TASK ITEM
Scan the lines below; pull out those with "hill".

(RECORDS PROVIDED begins)

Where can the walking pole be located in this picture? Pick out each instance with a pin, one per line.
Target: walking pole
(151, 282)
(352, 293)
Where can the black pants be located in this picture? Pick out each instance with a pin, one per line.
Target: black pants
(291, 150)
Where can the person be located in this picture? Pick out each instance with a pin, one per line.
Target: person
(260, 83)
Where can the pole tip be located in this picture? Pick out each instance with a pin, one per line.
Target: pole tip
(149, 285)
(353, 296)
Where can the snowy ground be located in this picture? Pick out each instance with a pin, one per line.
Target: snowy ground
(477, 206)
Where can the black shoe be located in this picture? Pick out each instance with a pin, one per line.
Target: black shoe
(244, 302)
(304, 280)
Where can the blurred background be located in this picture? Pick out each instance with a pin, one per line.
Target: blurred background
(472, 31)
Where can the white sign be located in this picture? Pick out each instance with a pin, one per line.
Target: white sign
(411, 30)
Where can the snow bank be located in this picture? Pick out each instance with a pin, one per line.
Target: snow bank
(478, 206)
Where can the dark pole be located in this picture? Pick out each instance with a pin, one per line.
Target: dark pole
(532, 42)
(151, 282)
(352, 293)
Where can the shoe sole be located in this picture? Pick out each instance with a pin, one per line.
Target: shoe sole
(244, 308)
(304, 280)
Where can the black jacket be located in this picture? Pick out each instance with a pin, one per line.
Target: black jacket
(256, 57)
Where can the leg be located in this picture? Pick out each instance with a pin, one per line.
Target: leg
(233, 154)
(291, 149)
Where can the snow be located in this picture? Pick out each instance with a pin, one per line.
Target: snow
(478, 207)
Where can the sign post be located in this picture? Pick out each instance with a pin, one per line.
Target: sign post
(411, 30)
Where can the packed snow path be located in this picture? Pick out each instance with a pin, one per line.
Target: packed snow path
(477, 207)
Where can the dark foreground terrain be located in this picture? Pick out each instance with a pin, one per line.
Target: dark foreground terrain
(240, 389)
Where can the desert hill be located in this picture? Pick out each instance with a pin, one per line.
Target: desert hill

(RECORDS PROVIDED ends)

ANSWER SECTION
Where can the desert hill be located in this picture? Pick out each instance with a pin, one per line.
Target: desert hill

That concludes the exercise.